* [TASK STATEMENT] Each entry in the listing below should be restated word for word.

[Dataset excerpts on object pointing]
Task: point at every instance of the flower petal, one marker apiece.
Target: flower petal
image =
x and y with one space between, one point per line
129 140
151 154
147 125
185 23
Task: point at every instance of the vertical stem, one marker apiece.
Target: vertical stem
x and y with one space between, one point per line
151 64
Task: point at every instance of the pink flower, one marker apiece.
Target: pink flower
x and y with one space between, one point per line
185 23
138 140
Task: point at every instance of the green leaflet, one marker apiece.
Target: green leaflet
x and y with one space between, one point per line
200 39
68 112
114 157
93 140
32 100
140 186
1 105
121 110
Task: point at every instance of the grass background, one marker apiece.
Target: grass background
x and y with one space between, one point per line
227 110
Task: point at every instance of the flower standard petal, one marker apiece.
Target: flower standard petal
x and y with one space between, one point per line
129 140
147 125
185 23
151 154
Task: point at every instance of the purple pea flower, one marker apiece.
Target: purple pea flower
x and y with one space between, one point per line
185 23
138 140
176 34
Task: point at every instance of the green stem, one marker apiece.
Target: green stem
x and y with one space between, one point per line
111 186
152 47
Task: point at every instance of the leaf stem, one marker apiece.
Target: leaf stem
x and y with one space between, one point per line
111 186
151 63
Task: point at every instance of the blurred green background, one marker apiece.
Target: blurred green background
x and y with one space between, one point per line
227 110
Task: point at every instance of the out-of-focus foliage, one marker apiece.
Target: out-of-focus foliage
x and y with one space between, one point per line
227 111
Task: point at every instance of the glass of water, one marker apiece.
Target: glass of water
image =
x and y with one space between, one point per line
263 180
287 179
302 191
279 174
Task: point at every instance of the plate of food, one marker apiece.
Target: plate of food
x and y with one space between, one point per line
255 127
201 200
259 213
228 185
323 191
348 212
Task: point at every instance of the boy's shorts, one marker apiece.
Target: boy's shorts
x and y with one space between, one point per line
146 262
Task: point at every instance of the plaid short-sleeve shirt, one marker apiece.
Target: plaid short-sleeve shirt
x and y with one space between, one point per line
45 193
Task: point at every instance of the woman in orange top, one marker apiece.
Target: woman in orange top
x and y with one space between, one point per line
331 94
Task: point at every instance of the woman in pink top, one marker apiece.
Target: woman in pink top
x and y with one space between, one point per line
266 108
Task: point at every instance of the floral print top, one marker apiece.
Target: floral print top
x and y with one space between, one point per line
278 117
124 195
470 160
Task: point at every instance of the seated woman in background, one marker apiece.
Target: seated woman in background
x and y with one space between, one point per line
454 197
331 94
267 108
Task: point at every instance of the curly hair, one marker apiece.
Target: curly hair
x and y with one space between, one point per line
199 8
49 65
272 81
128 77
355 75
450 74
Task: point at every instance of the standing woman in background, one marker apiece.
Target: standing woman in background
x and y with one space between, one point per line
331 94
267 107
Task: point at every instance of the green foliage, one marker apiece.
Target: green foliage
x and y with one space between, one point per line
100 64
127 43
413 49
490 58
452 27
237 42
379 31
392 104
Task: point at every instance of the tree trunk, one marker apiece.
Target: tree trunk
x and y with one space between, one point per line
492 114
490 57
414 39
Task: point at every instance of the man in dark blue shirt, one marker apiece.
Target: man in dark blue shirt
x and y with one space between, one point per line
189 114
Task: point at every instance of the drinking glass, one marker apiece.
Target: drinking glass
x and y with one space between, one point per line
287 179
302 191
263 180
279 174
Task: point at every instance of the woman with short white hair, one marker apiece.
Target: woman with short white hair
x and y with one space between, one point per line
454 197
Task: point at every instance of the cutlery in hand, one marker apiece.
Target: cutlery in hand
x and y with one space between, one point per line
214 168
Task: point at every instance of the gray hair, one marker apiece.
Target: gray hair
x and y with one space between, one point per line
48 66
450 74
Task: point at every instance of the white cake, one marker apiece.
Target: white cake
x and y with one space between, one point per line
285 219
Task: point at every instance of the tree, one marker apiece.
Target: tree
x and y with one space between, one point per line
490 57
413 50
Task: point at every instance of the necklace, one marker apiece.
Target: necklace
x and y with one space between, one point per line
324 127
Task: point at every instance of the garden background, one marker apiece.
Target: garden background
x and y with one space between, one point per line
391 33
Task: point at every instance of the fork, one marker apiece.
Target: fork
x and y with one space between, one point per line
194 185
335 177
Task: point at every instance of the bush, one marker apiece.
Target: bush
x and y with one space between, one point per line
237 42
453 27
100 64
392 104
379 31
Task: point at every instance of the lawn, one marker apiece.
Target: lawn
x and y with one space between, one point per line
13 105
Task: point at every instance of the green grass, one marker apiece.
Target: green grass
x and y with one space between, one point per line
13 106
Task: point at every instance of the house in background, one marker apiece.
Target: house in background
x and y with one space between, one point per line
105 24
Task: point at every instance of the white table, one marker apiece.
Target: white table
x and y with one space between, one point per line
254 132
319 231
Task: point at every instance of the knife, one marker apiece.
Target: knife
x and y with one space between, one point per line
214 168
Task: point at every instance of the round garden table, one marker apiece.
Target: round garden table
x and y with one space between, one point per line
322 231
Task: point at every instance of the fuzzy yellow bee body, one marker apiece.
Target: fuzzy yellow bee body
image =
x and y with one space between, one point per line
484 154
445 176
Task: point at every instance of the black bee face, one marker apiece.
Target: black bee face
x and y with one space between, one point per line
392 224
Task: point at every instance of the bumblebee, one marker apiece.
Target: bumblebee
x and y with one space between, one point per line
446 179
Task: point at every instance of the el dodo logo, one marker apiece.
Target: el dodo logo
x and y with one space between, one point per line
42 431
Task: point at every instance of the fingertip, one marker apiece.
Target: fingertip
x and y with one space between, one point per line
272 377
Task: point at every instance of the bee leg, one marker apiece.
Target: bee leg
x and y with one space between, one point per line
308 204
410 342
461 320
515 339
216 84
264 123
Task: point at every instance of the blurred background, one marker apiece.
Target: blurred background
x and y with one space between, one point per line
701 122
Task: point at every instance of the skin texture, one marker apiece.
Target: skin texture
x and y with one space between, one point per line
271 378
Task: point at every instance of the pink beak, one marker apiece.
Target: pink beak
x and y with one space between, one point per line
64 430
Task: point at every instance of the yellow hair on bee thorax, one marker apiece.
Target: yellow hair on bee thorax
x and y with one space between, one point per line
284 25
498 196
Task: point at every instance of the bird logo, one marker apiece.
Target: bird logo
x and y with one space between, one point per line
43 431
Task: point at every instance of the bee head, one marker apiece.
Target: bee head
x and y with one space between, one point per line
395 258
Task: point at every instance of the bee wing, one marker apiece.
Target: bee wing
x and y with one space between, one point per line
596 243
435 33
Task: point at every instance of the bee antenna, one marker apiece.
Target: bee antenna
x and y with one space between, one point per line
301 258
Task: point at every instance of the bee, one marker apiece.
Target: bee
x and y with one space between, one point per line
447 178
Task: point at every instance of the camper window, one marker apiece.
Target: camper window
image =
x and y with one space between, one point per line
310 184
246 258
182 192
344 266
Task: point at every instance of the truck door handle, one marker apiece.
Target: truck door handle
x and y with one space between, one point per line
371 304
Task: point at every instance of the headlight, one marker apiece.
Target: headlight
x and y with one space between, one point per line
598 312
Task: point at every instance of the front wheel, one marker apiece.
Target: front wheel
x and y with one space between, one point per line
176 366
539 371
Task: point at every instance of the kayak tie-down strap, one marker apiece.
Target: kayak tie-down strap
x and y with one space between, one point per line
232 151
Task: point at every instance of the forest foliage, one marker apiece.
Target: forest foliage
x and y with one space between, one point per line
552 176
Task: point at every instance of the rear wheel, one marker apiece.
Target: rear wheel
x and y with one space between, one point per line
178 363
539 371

* [FULL SOLUTION]
Task: point at every instance of the flower petal, one marker apiece.
Target: flower petal
image =
x and y with one space between, one point per line
129 140
151 154
147 125
185 23
Task: point at every instance of the vertical stem, one marker apiece.
Target: vertical stem
x and y with one space between, one point per line
151 64
Task: point at every instance of the pink flower, one marker apiece.
Target: pink flower
x and y with one space between, one point per line
185 23
138 140
Task: point at every instance of the green leaflet, one marker apiece.
Target: green leaflet
x and y with one space between, one point per line
200 39
68 112
114 157
93 140
32 100
140 186
1 105
121 110
Task: point at every instance of the grass background, one marker apiece.
Target: grass background
x and y with one space between, one point per line
227 110
Task: point at every instance of the flower standard petal, one marker apiece.
Target: flower standard petal
x and y with one space between, one point per line
129 140
147 125
185 23
151 154
Task: point at every instance of the purple pea flower, one marker apiece.
Target: purple pea flower
x and y with one space between, one point per line
185 23
138 140
176 34
Task: point at every instance of the green stem, one marker apiece.
Target: green stem
x and y with one space between, one point per line
111 186
152 47
Task: point at every instance of the leaf stem, one marker apiece.
Target: leaf stem
x and y with one space between, one point per line
111 186
151 63
Task: point at every instance of the blurred green background, one marker apiece.
Target: blurred green background
x and y with one space between, one point per line
227 110
Task: point at every instance of the out-of-focus foliage, one marker apiece.
Target: out-of-focus foliage
x and y with one space between, one point per line
227 111
Task: point at every instance of the glass of water, one marker apiece.
Target: glass of water
image =
x and y with one space between, one point per line
263 180
287 179
302 191
279 174
Task: point at every instance of the plate of food, one marker apiece.
Target: plate of food
x and y with one space between, one point per line
255 127
201 200
259 213
228 185
323 191
348 212
Task: point at every instance of the boy's shorts, one marker apiece.
Target: boy's shorts
x and y with one space between, one point per line
146 262
Task: point at every instance of the plaid short-sleeve shirt, one marker apiece.
Target: plaid short-sleeve shirt
x and y with one space between, one point per line
45 193
Task: point at every instance of the woman in orange top, one marker apiece.
Target: woman in orange top
x and y with one space between, one point per line
331 94
Task: point at every instance of the woman in pink top, one marker apiece.
Target: woman in pink top
x and y with one space between, one point per line
266 108
Task: point at every instance of the floral print top, one marker apiece.
Target: floral print top
x and y with one space between, one point per line
278 117
124 195
470 160
Task: point at every instance of the seated woman in background, one marker apiece.
Target: seated woman in background
x and y with one space between, one point per line
454 197
331 94
267 108
Task: point at every instance of the curly hair, one marker apiece.
Target: curly hair
x and y with one space between, one point per line
199 8
49 65
272 81
128 77
355 75
450 74
Task: point at every instance of the standing woman in background, one marker apiece.
Target: standing woman in background
x and y with one space between, one point per line
331 94
267 107
Task: point at every instance of the green foliage, one marker apiece.
Target: green foliage
x and y with one space between, one point per line
100 64
127 43
413 49
490 58
452 27
237 42
379 31
392 104
Task: point at every instance of the tree trunk, one marker apiece.
Target: tree trunk
x and y with one space between, one point per line
492 114
490 57
414 39
Task: point at every instance of the man in dark blue shirt, one marker apiece.
Target: man in dark blue shirt
x and y with one space between, one point per line
189 114
Task: point at every instance of the drinking glass, one marker apiece.
Target: drinking glass
x and y with one space between, one point per line
287 179
302 191
263 180
279 174
Task: point at every instance of the woman with short white hair, one marker apiece.
Target: woman with short white hair
x and y with one space between, one point per line
454 197
Task: point at every instance of the cutlery in hand, one marker apiece.
Target: cutlery in hand
x and y with one space between, one point per line
214 168
Task: point at every instance of the gray hair, one marker apiece.
Target: gray hair
x and y with one space between, one point per line
48 66
450 74
Task: point at every instance of the white cake, one marker apiece.
Target: white cake
x and y with one space between, one point per line
285 219
Task: point at every instance of the tree, one marker apiece.
Target: tree
x and y with one space between, one point per line
490 57
413 50
Task: point at every instance of the necklace, one marker apiece.
Target: necklace
x and y with one space between, one point per line
324 127
Task: point at every instance of the garden background, one marker apiece.
Target: garden background
x and y with one space between, one point per line
391 33
Task: point at every instance of the fork, one marker apiece.
Target: fork
x and y with one space between, one point per line
194 185
335 177
Task: point at every instance of the bush, one marker apiece.
Target: bush
x and y with one space between, one point per line
237 42
453 27
100 64
392 104
379 31
Task: point at every instance of the lawn, one marker apiece.
Target: lawn
x and y with one space between, one point per line
13 105
Task: point at every instance of the green grass, one marker apiece.
Target: green grass
x and y with one space between, one point per line
13 106
Task: point at every instance of the house in background, one marker apiece.
Target: house in background
x and y with one space between, one point per line
105 24
Task: point at every instance of the white table, one marker apiece.
Target: white table
x and y with one space between, one point per line
254 132
319 231
Task: point at every instance of the knife, one marker apiece.
Target: knife
x and y with one space between, one point per line
214 168
Task: point at every instance of the round garden table, one marker apiece.
Target: round garden table
x and y with one space between, one point per line
322 231
Task: point at every instance of the fuzzy yellow bee body, one marker apiece.
Target: fuzzy yellow bee body
image =
x and y with one space between, one point per line
484 154
445 176
Task: point at every instance of the black bee face, one marker apiece.
Target: black bee face
x and y with one space between, one point per line
392 224
Task: point at every instance of the bumblebee, one marker apiece.
Target: bumblebee
x and y with one space between, one point per line
446 179
Task: point at every instance of the el dodo logo, one marker apiece.
Target: el dodo logo
x and y with one space between, one point per line
42 431
Task: point at every instance of the fingertip, one marker apiece.
Target: fingertip
x and y with one space between, one point per line
272 377
Task: point at every instance of the bee leg, one marker apiece.
Target: bee leg
x and y with one space between, one point per line
308 204
410 342
461 320
515 339
216 84
264 123
Task: point at every instance of the blurred background, one marker apiece.
Target: blurred background
x and y with one space between, one point per line
701 122
Task: point at every instance of the skin texture, one marker apiece.
Target: skin texture
x and y with one space between, one point per line
271 378
Task: point at every instance of the pink beak, one marker apiece.
Target: pink beak
x and y with one space between, one point per line
64 430
Task: point at every instance of the yellow hair on bee thorax, one marker apiece.
Target: yellow hair on bee thorax
x and y with one space between, one point per line
284 25
498 196
Task: point at every instance of the bird logo, one marker apiece.
Target: bird logo
x and y with one space between, one point per line
43 431
Task: point at every instance of the bee head, one marker apiece.
Target: bee head
x and y with one space between, one point per line
395 258
Task: point at every instance of the bee wing, one marker apiece.
Target: bee wing
x and y with one space between, one point per line
596 243
435 33
Task: point at every instance of the bee antenna, one marker apiece.
Target: bee antenna
x and y with one space between, one point per line
301 258
Task: point at every instance of the bee, one marker apiece.
Target: bee
x and y with one space between, one point per line
447 178
Task: point at every instance of the camper window, one marker apiece.
Target: camper window
image =
x and y with one space between, one point per line
310 184
246 258
182 192
344 266
Task: point at every instance of the truck door handle, one marker apiece.
Target: truck door handle
x and y with one space between, one point per line
371 304
Task: point at every instance of the headlight, one marker apiece.
Target: headlight
x and y with one space between, one point per line
598 312
Task: point at every instance of the front wheel, one marker apiece.
Target: front wheel
x and y with one space between, one point per line
176 366
539 371
Task: point at every instance of the kayak tie-down strap, one marker apiece.
Target: kayak tie-down strap
x and y with one space between, one point per line
232 151
Task: point at every instance of the forest foliage, one marker apiece.
Target: forest foliage
x and y with one space between, one point per line
552 176
Task: point at every instance of the rear wheel, one marker apiece.
Target: rear wheel
x and y with one space between, one point per line
178 363
539 371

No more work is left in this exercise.